> [WORK TO DO]
Rewrite the records below, changing "pavement" to "asphalt" and keeping everything else the same. Leave the pictures out.

— BEGIN DATA PROVIDED —

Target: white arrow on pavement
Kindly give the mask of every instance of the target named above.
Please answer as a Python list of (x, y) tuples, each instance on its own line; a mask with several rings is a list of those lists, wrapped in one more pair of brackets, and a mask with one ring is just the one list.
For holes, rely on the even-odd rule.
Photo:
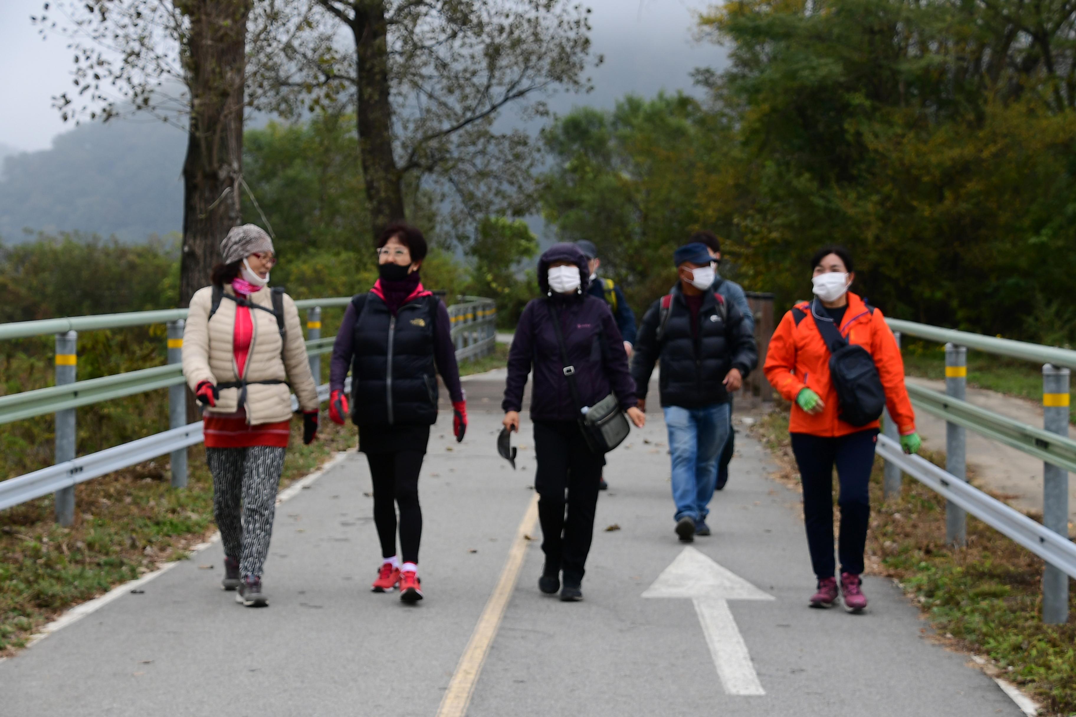
[(643, 598), (691, 598), (726, 694), (765, 694), (744, 636), (728, 610), (730, 600), (774, 600), (739, 575), (693, 547), (685, 547)]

— END DATA PROVIDED —

> [ANSWER TO THIS EXERCISE]
Target: white arrow on asphalt
Kindly give the mask of every instance of the target named above.
Please answer as a Python list of (x, y) tuples, each instance on its own line; a mask with several rings is a list of those lists, wrapped in one more pair of brackets, and a mask with one ring is just the one list.
For holes, rely on the even-odd rule.
Photo:
[(643, 598), (691, 598), (726, 694), (765, 694), (744, 636), (728, 610), (730, 600), (774, 600), (739, 575), (693, 547), (685, 547)]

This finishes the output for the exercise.